Problem to work on.
Take each line of the records below that contains the string "lake" and copy it.

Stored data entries
=====
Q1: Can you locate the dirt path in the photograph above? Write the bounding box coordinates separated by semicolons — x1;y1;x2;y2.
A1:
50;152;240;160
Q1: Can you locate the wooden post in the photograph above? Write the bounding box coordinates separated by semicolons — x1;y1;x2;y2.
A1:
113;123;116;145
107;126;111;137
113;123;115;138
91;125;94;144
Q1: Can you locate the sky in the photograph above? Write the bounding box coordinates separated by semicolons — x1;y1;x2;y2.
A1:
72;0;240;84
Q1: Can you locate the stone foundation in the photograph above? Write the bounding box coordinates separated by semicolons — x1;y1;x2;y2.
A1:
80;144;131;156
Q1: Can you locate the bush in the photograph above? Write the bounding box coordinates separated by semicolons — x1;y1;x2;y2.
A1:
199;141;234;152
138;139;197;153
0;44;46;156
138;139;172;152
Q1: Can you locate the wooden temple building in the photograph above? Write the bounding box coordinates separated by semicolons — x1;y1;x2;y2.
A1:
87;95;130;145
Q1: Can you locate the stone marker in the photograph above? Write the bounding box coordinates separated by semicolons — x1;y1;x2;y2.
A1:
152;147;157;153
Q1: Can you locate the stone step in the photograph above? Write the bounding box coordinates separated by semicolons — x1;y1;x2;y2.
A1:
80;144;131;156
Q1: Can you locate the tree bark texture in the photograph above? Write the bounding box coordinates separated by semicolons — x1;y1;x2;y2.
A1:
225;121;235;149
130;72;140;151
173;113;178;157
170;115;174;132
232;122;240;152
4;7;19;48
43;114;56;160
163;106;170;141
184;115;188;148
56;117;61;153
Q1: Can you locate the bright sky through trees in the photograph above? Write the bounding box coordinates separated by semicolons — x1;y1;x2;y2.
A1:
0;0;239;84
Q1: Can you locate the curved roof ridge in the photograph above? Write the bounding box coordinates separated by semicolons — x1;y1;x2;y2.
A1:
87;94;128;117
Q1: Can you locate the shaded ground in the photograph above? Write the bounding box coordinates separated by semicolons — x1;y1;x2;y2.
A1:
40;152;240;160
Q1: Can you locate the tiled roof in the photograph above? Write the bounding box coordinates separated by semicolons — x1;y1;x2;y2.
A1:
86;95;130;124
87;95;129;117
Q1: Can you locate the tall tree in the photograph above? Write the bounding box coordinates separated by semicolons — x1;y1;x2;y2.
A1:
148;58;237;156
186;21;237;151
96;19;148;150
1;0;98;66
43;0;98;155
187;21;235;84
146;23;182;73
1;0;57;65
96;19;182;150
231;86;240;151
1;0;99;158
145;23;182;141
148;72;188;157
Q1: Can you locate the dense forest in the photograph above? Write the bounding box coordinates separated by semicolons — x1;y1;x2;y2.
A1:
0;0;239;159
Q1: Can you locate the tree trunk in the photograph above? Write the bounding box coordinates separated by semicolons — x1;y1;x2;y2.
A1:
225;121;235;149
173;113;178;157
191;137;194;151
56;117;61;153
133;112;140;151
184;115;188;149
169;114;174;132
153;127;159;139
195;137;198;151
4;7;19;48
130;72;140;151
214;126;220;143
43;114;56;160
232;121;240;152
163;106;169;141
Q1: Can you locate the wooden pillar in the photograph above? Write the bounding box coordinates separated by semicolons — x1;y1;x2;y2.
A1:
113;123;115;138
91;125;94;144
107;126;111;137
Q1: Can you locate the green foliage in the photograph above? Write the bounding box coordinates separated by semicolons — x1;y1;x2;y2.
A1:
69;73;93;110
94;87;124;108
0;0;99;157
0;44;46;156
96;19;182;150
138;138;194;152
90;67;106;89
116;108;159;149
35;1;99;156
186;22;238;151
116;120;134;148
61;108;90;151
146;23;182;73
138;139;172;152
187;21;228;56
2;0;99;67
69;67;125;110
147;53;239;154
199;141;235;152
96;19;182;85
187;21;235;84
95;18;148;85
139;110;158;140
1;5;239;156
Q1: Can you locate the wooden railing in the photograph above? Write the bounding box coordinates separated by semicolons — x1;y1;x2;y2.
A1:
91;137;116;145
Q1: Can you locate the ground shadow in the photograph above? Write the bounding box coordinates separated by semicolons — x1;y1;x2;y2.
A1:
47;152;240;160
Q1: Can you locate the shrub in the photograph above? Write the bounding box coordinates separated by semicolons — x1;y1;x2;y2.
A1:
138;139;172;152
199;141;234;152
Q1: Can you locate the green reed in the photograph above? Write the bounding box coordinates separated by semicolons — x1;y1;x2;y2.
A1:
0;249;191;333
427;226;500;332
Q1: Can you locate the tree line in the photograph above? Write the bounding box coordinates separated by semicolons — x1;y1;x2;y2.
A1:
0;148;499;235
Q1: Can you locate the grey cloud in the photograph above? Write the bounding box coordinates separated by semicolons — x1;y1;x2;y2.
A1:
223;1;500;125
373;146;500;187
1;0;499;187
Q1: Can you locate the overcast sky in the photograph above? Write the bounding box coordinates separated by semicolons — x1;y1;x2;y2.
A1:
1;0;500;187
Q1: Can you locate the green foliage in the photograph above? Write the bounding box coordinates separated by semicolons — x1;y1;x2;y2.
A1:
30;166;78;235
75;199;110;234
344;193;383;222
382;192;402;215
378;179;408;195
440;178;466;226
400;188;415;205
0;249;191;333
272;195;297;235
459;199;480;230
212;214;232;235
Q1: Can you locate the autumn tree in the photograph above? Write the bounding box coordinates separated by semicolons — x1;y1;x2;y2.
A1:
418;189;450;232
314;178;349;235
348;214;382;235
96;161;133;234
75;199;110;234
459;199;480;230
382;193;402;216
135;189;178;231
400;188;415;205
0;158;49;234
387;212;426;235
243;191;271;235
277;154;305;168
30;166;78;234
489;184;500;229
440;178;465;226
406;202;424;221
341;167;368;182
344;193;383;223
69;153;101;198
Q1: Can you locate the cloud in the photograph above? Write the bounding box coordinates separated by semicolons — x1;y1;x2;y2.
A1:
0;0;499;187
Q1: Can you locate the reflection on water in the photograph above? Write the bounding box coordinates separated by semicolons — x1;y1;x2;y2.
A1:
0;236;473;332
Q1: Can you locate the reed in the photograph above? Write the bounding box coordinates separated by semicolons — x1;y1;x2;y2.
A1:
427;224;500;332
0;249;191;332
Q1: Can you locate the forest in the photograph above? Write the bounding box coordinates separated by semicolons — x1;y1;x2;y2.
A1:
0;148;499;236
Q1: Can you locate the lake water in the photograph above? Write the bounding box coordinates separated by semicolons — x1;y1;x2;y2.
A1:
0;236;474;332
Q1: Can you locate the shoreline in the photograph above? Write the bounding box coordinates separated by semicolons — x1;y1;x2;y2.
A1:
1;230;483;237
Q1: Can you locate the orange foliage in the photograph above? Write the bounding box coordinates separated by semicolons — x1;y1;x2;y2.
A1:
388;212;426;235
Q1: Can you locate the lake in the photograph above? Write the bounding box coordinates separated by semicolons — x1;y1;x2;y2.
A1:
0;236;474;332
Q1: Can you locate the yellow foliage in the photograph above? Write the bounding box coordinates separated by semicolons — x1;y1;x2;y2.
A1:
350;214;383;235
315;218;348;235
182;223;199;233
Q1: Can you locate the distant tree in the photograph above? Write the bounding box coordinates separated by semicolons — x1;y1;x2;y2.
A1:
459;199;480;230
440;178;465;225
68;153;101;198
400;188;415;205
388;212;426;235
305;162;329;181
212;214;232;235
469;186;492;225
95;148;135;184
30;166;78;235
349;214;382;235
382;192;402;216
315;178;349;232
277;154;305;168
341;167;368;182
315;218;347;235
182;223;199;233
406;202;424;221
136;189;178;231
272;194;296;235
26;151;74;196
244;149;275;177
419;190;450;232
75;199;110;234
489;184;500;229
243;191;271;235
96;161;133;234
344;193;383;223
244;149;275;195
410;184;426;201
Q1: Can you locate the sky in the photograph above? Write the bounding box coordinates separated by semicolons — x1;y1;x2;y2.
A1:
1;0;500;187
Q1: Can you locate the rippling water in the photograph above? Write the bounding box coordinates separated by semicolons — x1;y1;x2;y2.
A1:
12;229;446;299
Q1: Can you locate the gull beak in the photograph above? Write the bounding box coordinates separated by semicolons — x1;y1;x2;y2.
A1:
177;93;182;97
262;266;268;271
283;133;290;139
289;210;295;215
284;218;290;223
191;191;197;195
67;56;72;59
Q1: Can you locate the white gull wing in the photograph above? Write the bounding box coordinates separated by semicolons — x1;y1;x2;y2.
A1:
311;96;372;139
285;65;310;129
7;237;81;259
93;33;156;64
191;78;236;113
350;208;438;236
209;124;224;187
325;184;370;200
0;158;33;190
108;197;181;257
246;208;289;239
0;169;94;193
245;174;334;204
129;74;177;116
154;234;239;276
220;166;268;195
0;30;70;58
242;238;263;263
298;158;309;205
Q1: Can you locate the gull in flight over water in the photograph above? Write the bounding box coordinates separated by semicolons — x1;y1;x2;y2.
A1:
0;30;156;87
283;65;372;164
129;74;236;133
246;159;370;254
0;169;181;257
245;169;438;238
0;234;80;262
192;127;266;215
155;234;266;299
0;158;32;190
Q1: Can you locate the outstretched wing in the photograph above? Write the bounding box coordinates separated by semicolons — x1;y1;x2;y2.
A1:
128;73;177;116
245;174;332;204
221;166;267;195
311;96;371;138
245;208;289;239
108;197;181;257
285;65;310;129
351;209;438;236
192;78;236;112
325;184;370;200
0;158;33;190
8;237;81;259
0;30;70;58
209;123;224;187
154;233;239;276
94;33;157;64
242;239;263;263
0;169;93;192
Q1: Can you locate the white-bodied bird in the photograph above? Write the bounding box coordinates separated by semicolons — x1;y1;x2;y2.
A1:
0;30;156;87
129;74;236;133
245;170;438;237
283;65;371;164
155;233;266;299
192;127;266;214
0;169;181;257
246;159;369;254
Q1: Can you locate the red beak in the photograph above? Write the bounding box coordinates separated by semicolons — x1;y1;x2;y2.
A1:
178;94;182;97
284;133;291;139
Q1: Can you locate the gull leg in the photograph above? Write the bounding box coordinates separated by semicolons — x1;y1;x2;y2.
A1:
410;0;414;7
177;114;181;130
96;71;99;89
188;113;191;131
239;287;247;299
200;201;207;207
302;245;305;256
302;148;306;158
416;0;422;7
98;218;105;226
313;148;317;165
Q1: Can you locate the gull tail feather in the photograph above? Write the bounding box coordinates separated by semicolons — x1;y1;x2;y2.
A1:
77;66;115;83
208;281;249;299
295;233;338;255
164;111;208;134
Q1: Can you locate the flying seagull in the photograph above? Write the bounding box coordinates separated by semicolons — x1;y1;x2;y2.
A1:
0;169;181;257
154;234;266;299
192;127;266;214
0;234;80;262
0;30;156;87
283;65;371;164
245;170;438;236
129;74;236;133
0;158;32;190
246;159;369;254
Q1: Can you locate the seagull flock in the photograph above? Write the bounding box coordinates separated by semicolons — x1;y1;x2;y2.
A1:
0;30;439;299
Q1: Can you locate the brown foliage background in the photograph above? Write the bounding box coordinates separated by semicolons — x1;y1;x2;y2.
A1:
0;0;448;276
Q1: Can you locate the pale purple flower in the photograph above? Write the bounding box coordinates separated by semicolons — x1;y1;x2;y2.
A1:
=====
Reply to the task.
Q1: Can you locate the lake water in the photograph above? Write the bounding box coordinates separated by semicolons — x1;y1;x2;y2.
Q1: Can you locate the lake in the photograph above? Write the bounding box coordinates separated by semicolons — x1;y1;x2;y2.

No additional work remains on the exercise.